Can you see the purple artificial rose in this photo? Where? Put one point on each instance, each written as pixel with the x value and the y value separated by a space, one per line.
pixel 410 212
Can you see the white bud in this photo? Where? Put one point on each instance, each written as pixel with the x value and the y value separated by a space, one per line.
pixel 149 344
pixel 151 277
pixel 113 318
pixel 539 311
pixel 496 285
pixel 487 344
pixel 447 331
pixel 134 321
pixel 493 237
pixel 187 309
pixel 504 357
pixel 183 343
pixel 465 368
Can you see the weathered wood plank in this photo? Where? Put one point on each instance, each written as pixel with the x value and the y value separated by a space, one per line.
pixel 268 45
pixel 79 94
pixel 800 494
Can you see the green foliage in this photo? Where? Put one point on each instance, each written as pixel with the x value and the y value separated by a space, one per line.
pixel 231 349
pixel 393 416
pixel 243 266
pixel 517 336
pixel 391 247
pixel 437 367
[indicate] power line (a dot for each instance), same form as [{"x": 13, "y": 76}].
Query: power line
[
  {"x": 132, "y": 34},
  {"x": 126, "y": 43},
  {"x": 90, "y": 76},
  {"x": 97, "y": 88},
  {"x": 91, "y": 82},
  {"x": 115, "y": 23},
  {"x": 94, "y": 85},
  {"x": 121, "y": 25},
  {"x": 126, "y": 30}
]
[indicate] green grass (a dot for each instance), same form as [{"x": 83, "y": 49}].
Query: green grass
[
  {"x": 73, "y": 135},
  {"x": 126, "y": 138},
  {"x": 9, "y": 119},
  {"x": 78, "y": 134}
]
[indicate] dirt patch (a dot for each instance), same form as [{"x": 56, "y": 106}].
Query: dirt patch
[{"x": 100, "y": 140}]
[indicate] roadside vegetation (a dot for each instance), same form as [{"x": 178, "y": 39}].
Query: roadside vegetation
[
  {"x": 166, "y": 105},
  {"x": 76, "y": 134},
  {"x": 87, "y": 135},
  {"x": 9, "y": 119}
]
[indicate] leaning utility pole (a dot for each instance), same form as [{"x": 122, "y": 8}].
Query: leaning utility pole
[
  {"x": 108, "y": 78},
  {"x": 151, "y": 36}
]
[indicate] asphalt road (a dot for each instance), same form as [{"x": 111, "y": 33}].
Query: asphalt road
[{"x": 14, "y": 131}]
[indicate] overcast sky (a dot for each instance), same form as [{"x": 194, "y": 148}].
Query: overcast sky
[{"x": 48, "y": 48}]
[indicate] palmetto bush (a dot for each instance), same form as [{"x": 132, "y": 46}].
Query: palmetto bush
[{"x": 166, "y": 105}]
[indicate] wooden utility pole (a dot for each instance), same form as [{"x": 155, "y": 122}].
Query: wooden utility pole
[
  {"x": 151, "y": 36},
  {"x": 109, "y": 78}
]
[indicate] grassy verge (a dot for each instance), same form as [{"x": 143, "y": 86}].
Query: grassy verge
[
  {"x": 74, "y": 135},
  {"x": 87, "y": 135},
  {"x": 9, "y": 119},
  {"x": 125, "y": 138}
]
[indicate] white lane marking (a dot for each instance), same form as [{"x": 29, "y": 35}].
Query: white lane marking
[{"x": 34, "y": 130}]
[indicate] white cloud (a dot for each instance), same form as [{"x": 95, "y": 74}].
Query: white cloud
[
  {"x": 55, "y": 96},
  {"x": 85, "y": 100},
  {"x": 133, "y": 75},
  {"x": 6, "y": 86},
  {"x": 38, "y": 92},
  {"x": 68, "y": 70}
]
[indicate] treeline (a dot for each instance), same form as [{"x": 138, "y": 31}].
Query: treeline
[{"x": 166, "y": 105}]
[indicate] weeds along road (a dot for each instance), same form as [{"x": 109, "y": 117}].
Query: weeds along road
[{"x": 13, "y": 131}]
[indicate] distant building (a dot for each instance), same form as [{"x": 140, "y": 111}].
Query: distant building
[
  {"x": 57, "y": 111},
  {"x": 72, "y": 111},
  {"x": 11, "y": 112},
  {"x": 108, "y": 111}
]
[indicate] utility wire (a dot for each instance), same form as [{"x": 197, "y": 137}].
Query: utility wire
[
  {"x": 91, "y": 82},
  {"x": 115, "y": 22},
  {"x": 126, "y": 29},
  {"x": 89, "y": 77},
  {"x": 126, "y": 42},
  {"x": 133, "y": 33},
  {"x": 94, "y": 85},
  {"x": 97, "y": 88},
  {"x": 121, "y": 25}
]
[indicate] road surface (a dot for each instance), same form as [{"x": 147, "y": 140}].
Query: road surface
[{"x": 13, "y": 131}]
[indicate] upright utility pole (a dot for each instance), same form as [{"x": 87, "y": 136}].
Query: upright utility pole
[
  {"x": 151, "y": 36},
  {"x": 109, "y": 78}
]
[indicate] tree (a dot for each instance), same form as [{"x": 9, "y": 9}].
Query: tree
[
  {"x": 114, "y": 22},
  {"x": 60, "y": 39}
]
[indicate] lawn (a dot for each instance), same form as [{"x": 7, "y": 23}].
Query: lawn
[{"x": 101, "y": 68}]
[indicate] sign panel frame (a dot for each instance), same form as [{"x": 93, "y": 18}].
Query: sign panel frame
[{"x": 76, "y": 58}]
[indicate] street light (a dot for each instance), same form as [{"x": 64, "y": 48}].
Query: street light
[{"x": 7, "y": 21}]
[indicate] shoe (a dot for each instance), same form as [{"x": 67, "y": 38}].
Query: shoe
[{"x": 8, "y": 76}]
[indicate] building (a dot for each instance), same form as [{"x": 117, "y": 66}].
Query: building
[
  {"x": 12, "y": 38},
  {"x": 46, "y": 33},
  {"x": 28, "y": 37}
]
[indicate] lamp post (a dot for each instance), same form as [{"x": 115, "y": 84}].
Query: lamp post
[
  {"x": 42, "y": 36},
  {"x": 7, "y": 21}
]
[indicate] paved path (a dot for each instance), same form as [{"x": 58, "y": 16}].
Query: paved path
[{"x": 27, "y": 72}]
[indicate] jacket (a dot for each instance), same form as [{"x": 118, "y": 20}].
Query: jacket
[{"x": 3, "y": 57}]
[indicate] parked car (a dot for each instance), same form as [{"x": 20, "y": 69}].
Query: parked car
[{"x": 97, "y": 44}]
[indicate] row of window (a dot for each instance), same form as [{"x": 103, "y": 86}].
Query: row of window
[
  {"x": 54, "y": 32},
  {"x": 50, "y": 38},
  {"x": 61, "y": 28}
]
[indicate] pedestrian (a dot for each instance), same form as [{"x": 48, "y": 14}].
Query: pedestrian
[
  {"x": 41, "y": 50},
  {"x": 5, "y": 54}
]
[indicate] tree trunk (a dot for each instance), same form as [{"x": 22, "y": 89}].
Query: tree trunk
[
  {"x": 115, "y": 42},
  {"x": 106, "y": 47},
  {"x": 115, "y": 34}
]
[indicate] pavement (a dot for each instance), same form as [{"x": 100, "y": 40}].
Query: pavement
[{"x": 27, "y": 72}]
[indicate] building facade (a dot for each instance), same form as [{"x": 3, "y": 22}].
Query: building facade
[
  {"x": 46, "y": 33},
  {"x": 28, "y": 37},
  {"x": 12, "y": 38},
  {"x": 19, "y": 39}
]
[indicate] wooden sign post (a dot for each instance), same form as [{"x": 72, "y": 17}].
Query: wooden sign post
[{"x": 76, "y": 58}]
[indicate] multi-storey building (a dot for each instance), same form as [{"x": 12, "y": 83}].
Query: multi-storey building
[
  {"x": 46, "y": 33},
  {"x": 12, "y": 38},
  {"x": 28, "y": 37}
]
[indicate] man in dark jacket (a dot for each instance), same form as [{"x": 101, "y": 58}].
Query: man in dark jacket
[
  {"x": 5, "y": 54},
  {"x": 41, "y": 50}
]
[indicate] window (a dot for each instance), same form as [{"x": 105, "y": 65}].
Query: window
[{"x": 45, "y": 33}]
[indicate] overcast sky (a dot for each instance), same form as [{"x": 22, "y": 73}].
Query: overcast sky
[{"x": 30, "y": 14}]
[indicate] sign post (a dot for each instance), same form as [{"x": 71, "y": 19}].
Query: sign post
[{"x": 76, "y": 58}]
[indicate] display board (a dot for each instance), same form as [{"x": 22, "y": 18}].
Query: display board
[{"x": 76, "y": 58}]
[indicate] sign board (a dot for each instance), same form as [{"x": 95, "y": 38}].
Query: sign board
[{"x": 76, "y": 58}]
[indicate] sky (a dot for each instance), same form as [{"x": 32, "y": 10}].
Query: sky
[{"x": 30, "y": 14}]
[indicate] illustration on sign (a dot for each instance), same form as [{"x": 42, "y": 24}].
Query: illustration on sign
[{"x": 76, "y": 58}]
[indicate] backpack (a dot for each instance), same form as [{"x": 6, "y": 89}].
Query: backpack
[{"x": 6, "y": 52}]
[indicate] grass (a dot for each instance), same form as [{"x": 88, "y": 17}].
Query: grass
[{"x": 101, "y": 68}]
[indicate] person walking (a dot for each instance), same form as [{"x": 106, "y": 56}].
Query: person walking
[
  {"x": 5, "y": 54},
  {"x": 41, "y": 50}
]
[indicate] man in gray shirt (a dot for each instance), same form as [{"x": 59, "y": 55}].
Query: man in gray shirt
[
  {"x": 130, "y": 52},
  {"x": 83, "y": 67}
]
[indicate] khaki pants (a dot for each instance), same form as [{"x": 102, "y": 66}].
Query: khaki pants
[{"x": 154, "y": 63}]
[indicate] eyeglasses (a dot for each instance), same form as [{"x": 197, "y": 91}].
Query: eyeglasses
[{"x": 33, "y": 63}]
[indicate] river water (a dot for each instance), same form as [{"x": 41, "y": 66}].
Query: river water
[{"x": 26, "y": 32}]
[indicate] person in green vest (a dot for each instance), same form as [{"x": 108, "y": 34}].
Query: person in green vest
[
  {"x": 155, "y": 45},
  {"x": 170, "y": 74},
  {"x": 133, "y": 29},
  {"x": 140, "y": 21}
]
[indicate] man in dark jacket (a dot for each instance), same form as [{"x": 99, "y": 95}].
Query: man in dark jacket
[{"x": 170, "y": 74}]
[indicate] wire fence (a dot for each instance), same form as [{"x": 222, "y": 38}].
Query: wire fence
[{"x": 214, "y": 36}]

Work order — Only the lines above starting with the one with "Query: roadside vegetation" and going through the one with "[indicate] white cloud" are to be copied, word for word and with both ends kept.

Answer section —
Query: roadside vegetation
[
  {"x": 166, "y": 105},
  {"x": 76, "y": 134},
  {"x": 87, "y": 135},
  {"x": 9, "y": 119}
]
[indicate] leaning utility pole (a dot for each instance), same form as [{"x": 122, "y": 8}].
Query: leaning utility pole
[
  {"x": 108, "y": 78},
  {"x": 151, "y": 36}
]
[indicate] asphalt road (a dot for each instance), same form as [{"x": 111, "y": 33}].
Query: asphalt road
[{"x": 14, "y": 131}]
[indicate] overcast sky (a dot for each instance), same form as [{"x": 194, "y": 148}].
Query: overcast sky
[{"x": 48, "y": 48}]
[indicate] palmetto bush (a dot for each instance), same form as [{"x": 132, "y": 46}].
Query: palmetto bush
[{"x": 166, "y": 105}]
[indicate] wooden utility pole (a dot for each instance), same form as [{"x": 155, "y": 122}].
Query: wooden utility pole
[
  {"x": 151, "y": 36},
  {"x": 109, "y": 78}
]
[indicate] grassy verge (a dot for each instance), same form as [{"x": 143, "y": 86}].
Query: grassy verge
[
  {"x": 74, "y": 135},
  {"x": 87, "y": 135},
  {"x": 9, "y": 119},
  {"x": 125, "y": 138}
]
[indicate] white lane marking (a dot for each instance), same form as [{"x": 29, "y": 35}].
Query: white lane marking
[{"x": 34, "y": 130}]
[indicate] white cloud (a dot for each instance), same form as [{"x": 95, "y": 74}].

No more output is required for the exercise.